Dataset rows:
☆ ☆ ☆ ☆ ☆

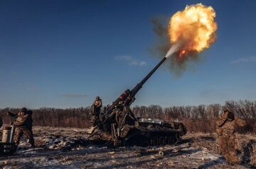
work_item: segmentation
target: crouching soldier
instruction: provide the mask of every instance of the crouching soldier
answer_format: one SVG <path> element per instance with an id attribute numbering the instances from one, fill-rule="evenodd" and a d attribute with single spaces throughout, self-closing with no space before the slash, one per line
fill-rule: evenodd
<path id="1" fill-rule="evenodd" d="M 18 146 L 21 136 L 23 134 L 29 139 L 29 143 L 31 144 L 31 147 L 35 147 L 35 143 L 32 132 L 32 111 L 28 111 L 25 107 L 23 107 L 21 111 L 17 113 L 12 113 L 8 112 L 8 115 L 16 117 L 13 124 L 16 127 L 16 135 L 15 144 Z"/>
<path id="2" fill-rule="evenodd" d="M 100 108 L 102 106 L 102 100 L 99 96 L 97 96 L 95 100 L 90 107 L 90 114 L 92 115 L 91 122 L 92 126 L 96 126 L 100 122 Z"/>
<path id="3" fill-rule="evenodd" d="M 244 120 L 235 117 L 234 113 L 228 109 L 224 109 L 223 112 L 215 121 L 220 153 L 227 161 L 239 163 L 235 148 L 235 124 L 243 127 L 246 122 Z"/>

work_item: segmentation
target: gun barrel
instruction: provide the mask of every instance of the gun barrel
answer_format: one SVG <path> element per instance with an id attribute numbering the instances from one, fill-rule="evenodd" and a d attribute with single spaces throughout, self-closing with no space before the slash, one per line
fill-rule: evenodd
<path id="1" fill-rule="evenodd" d="M 142 86 L 145 82 L 152 76 L 152 74 L 156 71 L 157 69 L 164 62 L 166 59 L 166 57 L 164 57 L 159 63 L 153 68 L 153 69 L 144 77 L 142 81 L 141 81 L 132 90 L 132 96 L 134 97 L 136 93 L 142 88 Z"/>

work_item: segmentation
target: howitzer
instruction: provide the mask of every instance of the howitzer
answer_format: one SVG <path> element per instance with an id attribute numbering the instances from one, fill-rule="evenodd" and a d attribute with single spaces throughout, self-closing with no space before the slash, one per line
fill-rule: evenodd
<path id="1" fill-rule="evenodd" d="M 130 91 L 129 89 L 126 90 L 118 98 L 113 102 L 109 107 L 107 108 L 105 112 L 104 113 L 103 122 L 105 123 L 107 120 L 113 115 L 112 112 L 114 109 L 118 106 L 120 103 L 122 104 L 129 106 L 135 100 L 135 95 L 138 91 L 142 88 L 142 86 L 146 83 L 146 81 L 152 76 L 152 74 L 156 71 L 156 69 L 164 62 L 166 59 L 166 57 L 164 57 L 159 63 L 153 68 L 153 69 L 136 86 Z"/>
<path id="2" fill-rule="evenodd" d="M 106 146 L 157 146 L 174 144 L 186 133 L 180 122 L 137 118 L 129 108 L 142 86 L 166 59 L 160 62 L 132 90 L 126 90 L 100 115 L 100 123 L 93 128 L 89 139 L 95 144 Z"/>

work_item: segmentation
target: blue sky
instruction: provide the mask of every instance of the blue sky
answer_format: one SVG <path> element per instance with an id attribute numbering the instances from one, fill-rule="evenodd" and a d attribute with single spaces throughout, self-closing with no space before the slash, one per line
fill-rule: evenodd
<path id="1" fill-rule="evenodd" d="M 151 19 L 197 3 L 216 12 L 216 42 L 178 78 L 159 69 L 134 105 L 255 100 L 256 1 L 1 0 L 0 108 L 111 103 L 159 62 Z"/>

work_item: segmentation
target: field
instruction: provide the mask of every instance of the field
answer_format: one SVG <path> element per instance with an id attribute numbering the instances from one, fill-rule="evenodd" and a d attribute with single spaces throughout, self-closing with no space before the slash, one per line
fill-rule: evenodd
<path id="1" fill-rule="evenodd" d="M 36 127 L 36 146 L 23 139 L 17 153 L 0 158 L 1 168 L 256 168 L 256 136 L 237 135 L 241 165 L 218 153 L 214 134 L 188 133 L 174 146 L 97 147 L 87 129 Z M 164 154 L 159 154 L 159 151 Z"/>

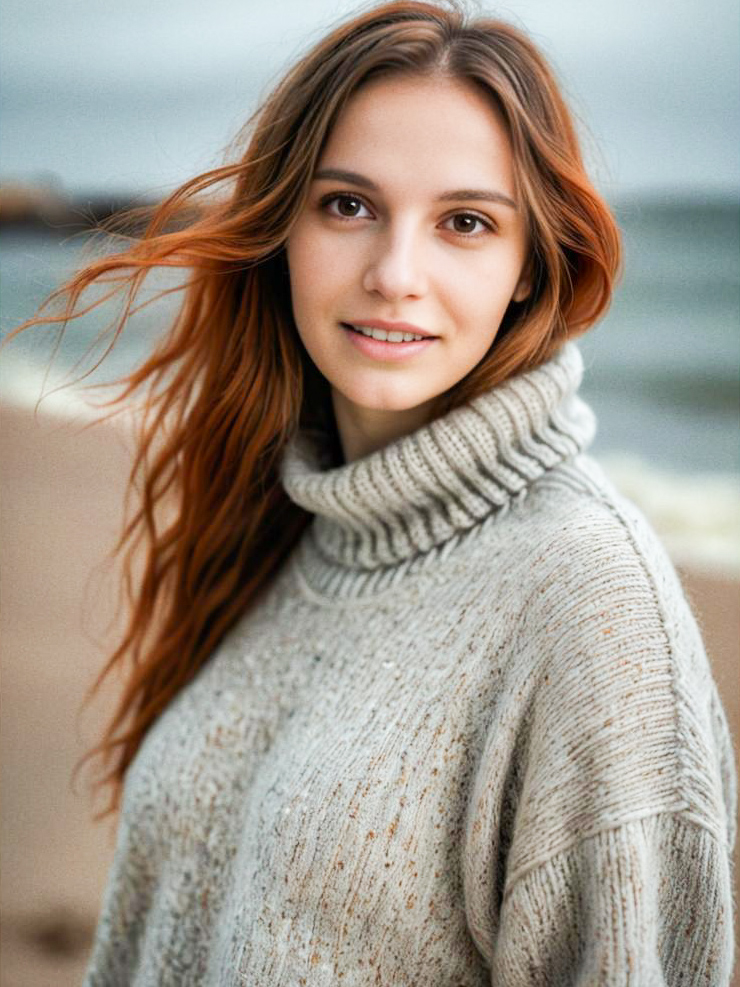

☆ ☆ ☆ ☆ ☆

§ Exercise brief:
Reproduce the listing above word for word, omitting the pictures.

§ Solution to this task:
work_item: segmentation
target: crouching soldier
instruction: provide the mask of every instance of the crouching soldier
answer_format: one SVG <path> element per instance with an id attribute numbering the instances from one, fill-rule="evenodd" and a d attribute with single spaces throughout, self-closing with no space before the slash, one per line
fill-rule: evenodd
<path id="1" fill-rule="evenodd" d="M 18 146 L 21 136 L 23 134 L 29 139 L 29 143 L 31 144 L 31 147 L 35 147 L 35 143 L 32 132 L 32 111 L 28 111 L 25 107 L 23 107 L 21 111 L 17 113 L 12 113 L 8 112 L 8 115 L 16 117 L 13 124 L 16 127 L 16 135 L 15 144 Z"/>
<path id="2" fill-rule="evenodd" d="M 100 108 L 102 106 L 102 100 L 99 96 L 97 96 L 95 100 L 90 107 L 90 114 L 92 115 L 91 122 L 92 126 L 96 126 L 100 122 Z"/>
<path id="3" fill-rule="evenodd" d="M 244 120 L 235 117 L 234 113 L 228 109 L 224 109 L 223 112 L 215 121 L 220 153 L 227 161 L 239 163 L 235 148 L 235 124 L 243 127 L 246 122 Z"/>

work_item: segmentation
target: gun barrel
instruction: provide the mask of every instance of the gun barrel
answer_format: one SVG <path> element per instance with an id attribute numbering the instances from one, fill-rule="evenodd" and a d attribute with single spaces throughout, self-closing with no space before the slash, one per line
fill-rule: evenodd
<path id="1" fill-rule="evenodd" d="M 142 86 L 145 82 L 152 76 L 152 74 L 156 71 L 157 69 L 164 62 L 166 59 L 166 57 L 164 57 L 159 63 L 153 68 L 153 69 L 144 77 L 142 81 L 141 81 L 132 90 L 132 96 L 134 97 L 136 93 L 142 88 Z"/>

work_item: segmentation
target: howitzer
instruction: provide the mask of every instance of the howitzer
answer_format: one SVG <path> element per instance with an id attribute numbering the instances from one, fill-rule="evenodd" and a d attribute with single spaces throughout, self-closing with no space before the slash, one per line
fill-rule: evenodd
<path id="1" fill-rule="evenodd" d="M 130 91 L 129 89 L 126 90 L 118 98 L 113 102 L 109 107 L 107 108 L 105 112 L 104 113 L 103 122 L 105 123 L 107 120 L 113 115 L 112 112 L 114 109 L 118 106 L 120 103 L 122 104 L 129 106 L 135 100 L 135 95 L 138 91 L 142 88 L 142 86 L 146 83 L 146 81 L 152 76 L 152 74 L 156 71 L 156 69 L 164 62 L 166 59 L 166 57 L 164 57 L 159 63 L 153 68 L 153 69 L 136 86 Z"/>
<path id="2" fill-rule="evenodd" d="M 106 146 L 157 146 L 174 144 L 186 133 L 180 122 L 137 118 L 129 108 L 142 86 L 166 59 L 160 62 L 132 90 L 126 90 L 100 115 L 100 123 L 93 128 L 89 139 L 95 144 Z"/>

work_item: segmentation
target: blue sky
instruction: provide the mask of every instance of the blue sky
answer_format: one SVG <path> element per instance with an id attribute numbering the instances from one, fill-rule="evenodd" and a d attribute with single spaces throughout, self-closing with no space before the slash, one per line
fill-rule: evenodd
<path id="1" fill-rule="evenodd" d="M 151 19 L 197 3 L 216 12 L 216 42 L 178 78 L 159 69 L 134 105 L 255 100 L 256 1 L 1 0 L 0 108 L 111 103 L 159 62 Z"/>

work_item: segmentation
target: field
instruction: provide the mask of every instance of the field
answer_format: one SVG <path> element per instance with an id attribute numbering the instances from one, fill-rule="evenodd" and a d attribute with single spaces throughout, self-closing with no space before the slash, one per line
fill-rule: evenodd
<path id="1" fill-rule="evenodd" d="M 36 127 L 36 146 L 23 139 L 17 153 L 0 158 L 1 168 L 256 168 L 256 136 L 237 135 L 241 165 L 218 153 L 214 134 L 188 133 L 174 146 L 97 147 L 87 129 Z M 164 154 L 159 154 L 159 151 Z"/>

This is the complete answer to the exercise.